**PARTS OF THE EXERCISE:**
**a)** From the GTID domain deletion reply, extract the passage starting with "KN> (2). We" and going on through "replication.", copying it word for word.
**b)** According to the GTID domain deletion reply, why does rotating the binlog and omitting a domain from the GTID_LIST event at the start of the new binlog let the master forget the past for that domain? Answer in one to three sentences.
**c)** In the GTID domain deletion reply, what requirement keeps a user from accidentally putting the server into an inconsistent state with an incorrect DELETE DOMAIN command?

**SOURCE EXTRACT:**
╭──

Re: [Maria-developers] Obsolete GTID domain delete on master (MDEV-12012, MDEV-11969)

7 Sep 2017

      Kristian, salute.

Let me jump at once to the high-level specification, afterwards I am
remarking on or dwelling into specific parts of the text.

Your last reply made it explicit that you mean totally strict setup
on master (p.(2) of the following list):

KN> (1). We want the master to "forget about the past" with respect to a
    given domain. This is easy. All that is needed is to rotate the
    binlog and omit the domain from the GTID_LIST event at the start of
    the new binlog. Because when the master searches back for a given
    GTID in the binlog, it stops when it sees a GTID_LIST event without
    that domain.

KN> (2). We want to prevent a user accidentally putting the server into an
    inconsistent state with an incorrect DELETE DOMAIN command. This is
    ensured by the requirement that all existing binlog files are free
    of that domain.  Should a slave later, incorrectly, try to access
    that domain, it will receive the wrong error (that it is diverged
    rather than that the necessary binlog file has been purged), but at
    least it _will_ get an error as it should, not silently corrupt
    replication.

╰──

**Entries from a dataset:**

╭──

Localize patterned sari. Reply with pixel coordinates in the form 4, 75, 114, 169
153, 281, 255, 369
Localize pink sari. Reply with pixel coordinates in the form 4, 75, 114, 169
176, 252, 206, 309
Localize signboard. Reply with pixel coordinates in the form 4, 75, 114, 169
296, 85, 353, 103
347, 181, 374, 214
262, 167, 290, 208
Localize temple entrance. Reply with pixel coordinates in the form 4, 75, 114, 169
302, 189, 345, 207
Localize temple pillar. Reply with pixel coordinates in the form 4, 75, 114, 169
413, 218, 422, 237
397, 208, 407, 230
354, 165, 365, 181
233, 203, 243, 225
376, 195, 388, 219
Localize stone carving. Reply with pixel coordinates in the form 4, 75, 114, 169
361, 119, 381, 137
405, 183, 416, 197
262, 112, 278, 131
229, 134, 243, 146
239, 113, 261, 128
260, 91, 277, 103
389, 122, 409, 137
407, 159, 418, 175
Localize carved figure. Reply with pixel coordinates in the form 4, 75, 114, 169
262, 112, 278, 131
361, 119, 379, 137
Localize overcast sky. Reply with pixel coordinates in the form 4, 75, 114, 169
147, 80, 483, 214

╰──
╭──

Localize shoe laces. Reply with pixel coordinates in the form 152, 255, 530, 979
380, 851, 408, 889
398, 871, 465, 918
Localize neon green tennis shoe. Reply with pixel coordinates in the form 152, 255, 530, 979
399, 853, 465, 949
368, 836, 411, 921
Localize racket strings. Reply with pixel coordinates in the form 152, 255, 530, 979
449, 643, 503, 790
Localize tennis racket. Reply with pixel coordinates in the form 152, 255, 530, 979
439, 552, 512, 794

╰──

**ANSWERS IN ORDER:**
**a)**
KN> (2). We want to prevent a user accidentally putting the server into an
    inconsistent state with an incorrect DELETE DOMAIN command. This is
    ensured by the requirement that all existing binlog files are free
    of that domain.  Should a slave later, incorrectly, try to access
    that domain, it will receive the wrong error (that it is diverged
    rather than that the necessary binlog file has been purged), but at
    least it _will_ get an error as it should, not silently corrupt
    replication.

**b)** When the master searches back for a given GTID in the binlog, it stops once it sees a GTID_LIST event that lacks that domain. So a new binlog whose GTID_LIST event omits the domain ends the search there, and the master no longer looks into that domain's earlier history.

**c)** All existing binlog files must be free of that domain.